==== 掲載本文

読めそうで読みづらいので、神社でいただいた「大縣神社のご案内」から。
御神徳 尾張開拓の祖神を祀る当社は、古来より朝廷を始め衆庶の崇敬篤く、尾張の二宮様として親しまれ、事業繁栄・開運厄除の守護神として仰がれております。
由緒 当神社の御鎮座は古く社伝によれば、垂仁天皇二十七年(紀元前三年)に濃尾平野を見下ろす本宮山頂より現在の里宮に御遷座申し上げたと伝えられて居ります。
延喜式神明帳には名神大社として登載され大正七年十一月に國幣中社に列せられました。
現在の御社殿は、尾張藩主二代目徳川光友公が寛文元年(1661)に御再興された建物で、尾張造を正確に伝へ、特に御本殿は三棟造・大縣造と称され他に類をみない特殊な様式を備え、国の重要文化財の指定を受けて居ります。」
元々、「本宮山」の山頂にお祀りされていたのが、降りてこられたのが垂仁天皇の頃。
『日本書紀』には、そんな記録はもちろんありません。
拝殿。
「尾張造」という特徴的な造りの解説は、
◯こちら===>>>
生涯一設計士・佐々木繁の日々:雨処理ウォッチャーの目 2 … 雨処理に優れる「尾張造」と 雨は応急処置のままの「神明造」
↑検索していたら、こちらが見つかったので、ご覧いただければ、と。
拝殿、本殿、その間の祭文殿を一直線に並べ、それぞれを廻廊でつないだ、左右対称の建築様式、だそうですが、「大縣神社」ではよくわかりません。
なんとか、様子をうかがえないかといろいろ試してみましたが……。
◯こちら(175コマ)===>>>
近代デジタルライブラリー - 大日本名所図会. 第1輯第8編尾張名所図会
描かれております(明治に入るまで、「熱田神宮」も「尾張造」でした)が、なんか、イメージと違います……。
「大縣神社」の方は、
◯こちら(187コマ)===>>>
国立国会図書館デジタルコレクション - 大日本名所図会. 第1輯第10編尾張名所図会
こちらの方が分かりやすいでしょうか。
「姫之宮」。
御祭神は「玉比売命」「倉稲魂神」。
「玉比売命」は、御祭神の御神裔だそうです。
女神の社だからなのか、「稲荷様」が合祀されているからなのか、朱塗りが鮮やかですね。
「姫之宮」に沿って奥へ行きますと、「むすひ池」があります。
「むすひ池について
この池は、神話の時代より濃尾平野を潤してきた源流の水を湛えております。
池の名の「むすひ」とは、人と人とを結び付ける神霊の力と、形のないものを結び付け形にする神霊の働きの事をいいます。
祈願の際は、用紙にお願い事などを記入、お賽銭として百円硬貨などをのせ、水面に浮かべます。
祈願用紙が早く沈めば祈願が早く成就し、遅く沈むと縁が遠いと云われております。

========

**依頼内容 A:** 以下のエントリのうち、文字列「leash」を含む行はどれですか？大文字と小文字を区別して特定し、該当する行をすべて書き写してください。

==== データ抜粋

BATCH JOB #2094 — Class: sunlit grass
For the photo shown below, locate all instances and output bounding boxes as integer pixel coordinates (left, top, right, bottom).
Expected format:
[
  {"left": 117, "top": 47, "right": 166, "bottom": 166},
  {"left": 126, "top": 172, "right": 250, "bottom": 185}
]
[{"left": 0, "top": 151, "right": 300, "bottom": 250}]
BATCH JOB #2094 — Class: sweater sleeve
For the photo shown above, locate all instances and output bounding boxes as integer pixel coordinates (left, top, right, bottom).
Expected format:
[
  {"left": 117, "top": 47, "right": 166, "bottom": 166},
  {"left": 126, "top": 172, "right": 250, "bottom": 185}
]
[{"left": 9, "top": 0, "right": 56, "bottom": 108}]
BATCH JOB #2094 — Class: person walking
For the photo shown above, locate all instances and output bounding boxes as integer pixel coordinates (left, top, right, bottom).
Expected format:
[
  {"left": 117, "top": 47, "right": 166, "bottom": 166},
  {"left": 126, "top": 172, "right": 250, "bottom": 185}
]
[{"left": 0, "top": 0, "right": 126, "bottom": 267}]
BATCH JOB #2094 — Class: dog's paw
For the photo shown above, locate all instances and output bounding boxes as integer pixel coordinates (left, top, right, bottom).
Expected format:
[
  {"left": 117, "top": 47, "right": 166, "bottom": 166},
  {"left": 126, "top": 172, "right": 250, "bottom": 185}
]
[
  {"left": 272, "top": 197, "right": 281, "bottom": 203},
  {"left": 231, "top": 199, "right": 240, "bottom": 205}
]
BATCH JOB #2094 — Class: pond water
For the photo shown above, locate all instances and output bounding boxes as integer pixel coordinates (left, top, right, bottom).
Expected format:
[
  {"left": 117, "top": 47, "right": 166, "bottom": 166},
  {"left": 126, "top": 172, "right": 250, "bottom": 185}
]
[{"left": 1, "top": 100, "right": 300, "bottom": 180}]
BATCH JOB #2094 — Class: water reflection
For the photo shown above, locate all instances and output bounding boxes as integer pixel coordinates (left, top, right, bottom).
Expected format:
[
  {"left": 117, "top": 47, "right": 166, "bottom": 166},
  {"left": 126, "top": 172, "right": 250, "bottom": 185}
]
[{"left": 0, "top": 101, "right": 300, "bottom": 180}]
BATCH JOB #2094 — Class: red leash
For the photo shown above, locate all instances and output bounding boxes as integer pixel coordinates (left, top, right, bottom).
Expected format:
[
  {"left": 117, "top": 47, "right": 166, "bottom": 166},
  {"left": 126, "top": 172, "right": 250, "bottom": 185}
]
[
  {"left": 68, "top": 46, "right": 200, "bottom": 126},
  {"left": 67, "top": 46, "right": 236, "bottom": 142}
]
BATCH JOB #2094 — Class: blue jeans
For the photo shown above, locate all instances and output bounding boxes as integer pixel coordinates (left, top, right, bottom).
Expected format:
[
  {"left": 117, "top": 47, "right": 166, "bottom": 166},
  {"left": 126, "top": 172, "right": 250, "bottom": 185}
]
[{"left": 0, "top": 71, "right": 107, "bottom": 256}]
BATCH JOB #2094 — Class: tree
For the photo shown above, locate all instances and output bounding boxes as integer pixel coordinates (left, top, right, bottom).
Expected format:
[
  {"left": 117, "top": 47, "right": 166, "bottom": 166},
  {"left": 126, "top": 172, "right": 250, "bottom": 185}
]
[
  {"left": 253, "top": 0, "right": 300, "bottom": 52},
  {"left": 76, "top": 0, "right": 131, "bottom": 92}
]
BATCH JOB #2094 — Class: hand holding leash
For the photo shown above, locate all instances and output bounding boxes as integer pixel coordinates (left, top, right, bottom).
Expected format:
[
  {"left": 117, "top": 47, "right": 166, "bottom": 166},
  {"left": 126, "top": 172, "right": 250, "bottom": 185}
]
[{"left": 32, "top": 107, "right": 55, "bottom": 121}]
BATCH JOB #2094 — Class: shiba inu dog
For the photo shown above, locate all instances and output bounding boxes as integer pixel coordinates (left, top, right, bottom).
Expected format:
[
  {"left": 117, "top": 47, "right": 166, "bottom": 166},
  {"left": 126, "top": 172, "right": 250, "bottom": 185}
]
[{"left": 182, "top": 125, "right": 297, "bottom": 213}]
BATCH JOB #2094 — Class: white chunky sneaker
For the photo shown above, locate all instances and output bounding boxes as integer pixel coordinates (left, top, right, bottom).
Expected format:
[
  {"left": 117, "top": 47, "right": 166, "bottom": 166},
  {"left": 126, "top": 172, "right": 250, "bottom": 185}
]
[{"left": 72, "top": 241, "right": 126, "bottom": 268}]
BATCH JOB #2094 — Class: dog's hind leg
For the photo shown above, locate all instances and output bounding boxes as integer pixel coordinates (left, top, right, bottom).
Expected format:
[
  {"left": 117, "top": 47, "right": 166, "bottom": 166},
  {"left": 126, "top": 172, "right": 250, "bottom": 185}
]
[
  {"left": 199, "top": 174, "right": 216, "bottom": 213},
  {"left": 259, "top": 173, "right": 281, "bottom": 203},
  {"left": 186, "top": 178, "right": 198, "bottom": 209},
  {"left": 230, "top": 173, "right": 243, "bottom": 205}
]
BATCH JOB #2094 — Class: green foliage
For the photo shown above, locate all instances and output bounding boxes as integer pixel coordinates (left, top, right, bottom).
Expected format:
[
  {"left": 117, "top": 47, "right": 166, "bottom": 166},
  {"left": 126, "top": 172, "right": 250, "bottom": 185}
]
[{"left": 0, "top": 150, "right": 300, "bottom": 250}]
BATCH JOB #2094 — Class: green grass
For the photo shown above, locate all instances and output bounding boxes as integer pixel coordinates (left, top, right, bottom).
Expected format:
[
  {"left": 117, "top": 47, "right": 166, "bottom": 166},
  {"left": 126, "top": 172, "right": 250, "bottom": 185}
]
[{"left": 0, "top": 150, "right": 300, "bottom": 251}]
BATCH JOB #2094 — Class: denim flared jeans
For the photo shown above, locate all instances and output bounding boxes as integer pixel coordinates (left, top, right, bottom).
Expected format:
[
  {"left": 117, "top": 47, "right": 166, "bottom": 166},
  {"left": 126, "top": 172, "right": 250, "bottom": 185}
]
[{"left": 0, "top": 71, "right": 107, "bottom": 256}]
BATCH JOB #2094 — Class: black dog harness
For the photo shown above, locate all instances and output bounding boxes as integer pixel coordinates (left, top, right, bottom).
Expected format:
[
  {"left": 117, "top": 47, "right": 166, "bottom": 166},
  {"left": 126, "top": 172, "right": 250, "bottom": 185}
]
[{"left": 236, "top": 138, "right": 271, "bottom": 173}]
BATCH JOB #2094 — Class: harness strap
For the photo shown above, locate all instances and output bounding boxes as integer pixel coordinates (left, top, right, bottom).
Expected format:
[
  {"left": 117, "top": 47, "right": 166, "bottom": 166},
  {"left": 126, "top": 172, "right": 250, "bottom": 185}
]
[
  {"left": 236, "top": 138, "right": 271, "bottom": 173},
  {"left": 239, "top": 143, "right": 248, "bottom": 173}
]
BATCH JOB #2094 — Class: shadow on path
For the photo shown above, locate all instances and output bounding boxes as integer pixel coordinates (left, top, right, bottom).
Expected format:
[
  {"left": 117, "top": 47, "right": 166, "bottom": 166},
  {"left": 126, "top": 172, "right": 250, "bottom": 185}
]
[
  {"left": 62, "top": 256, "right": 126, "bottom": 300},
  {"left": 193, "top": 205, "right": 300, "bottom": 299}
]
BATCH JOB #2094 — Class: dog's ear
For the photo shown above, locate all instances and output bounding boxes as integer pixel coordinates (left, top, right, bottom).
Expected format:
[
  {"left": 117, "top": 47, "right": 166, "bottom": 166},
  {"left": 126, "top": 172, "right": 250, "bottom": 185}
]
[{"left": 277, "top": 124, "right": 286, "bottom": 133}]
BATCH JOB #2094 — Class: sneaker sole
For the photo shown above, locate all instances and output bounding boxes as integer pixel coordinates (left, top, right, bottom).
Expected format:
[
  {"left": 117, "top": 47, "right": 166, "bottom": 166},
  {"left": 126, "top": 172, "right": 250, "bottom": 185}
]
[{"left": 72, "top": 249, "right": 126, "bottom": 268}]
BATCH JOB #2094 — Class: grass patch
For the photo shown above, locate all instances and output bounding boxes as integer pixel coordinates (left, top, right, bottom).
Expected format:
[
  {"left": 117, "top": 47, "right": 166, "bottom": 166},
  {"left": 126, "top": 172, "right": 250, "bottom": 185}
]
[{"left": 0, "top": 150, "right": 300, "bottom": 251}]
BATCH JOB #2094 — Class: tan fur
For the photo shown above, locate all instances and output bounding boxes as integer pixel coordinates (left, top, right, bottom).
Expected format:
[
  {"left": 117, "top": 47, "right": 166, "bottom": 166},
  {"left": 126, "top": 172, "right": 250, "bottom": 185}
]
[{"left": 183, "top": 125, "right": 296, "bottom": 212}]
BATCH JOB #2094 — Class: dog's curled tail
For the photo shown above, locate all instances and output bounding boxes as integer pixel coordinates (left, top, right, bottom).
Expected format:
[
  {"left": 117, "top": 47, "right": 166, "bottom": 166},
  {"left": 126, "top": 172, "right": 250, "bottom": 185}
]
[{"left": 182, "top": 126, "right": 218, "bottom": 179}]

========

**依頼内容 B:** 上の大縣神社の紹介文のうち、「御神徳 尾張開拓の祖神を祀る」を含む語句で始まり「元々、「本宮山」の山頂にお祀りされていたのが、降りてこられたのが垂仁天皇の頃。」で終わる部分を、一字も変えずに書き写してください。

**問題の解答 A:**
BATCH JOB #2094 — Class: red leash
BATCH JOB #2094 — Class: hand holding leash

**問題の解答 B:**
御神徳 尾張開拓の祖神を祀る当社は、古来より朝廷を始め衆庶の崇敬篤く、尾張の二宮様として親しまれ、事業繁栄・開運厄除の守護神として仰がれております。
由緒 当神社の御鎮座は古く社伝によれば、垂仁天皇二十七年(紀元前三年)に濃尾平野を見下ろす本宮山頂より現在の里宮に御遷座申し上げたと伝えられて居ります。
延喜式神明帳には名神大社として登載され大正七年十一月に國幣中社に列せられました。
現在の御社殿は、尾張藩主二代目徳川光友公が寛文元年(1661)に御再興された建物で、尾張造を正確に伝へ、特に御本殿は三棟造・大縣造と称され他に類をみない特殊な様式を備え、国の重要文化財の指定を受けて居ります。」
元々、「本宮山」の山頂にお祀りされていたのが、降りてこられたのが垂仁天皇の頃。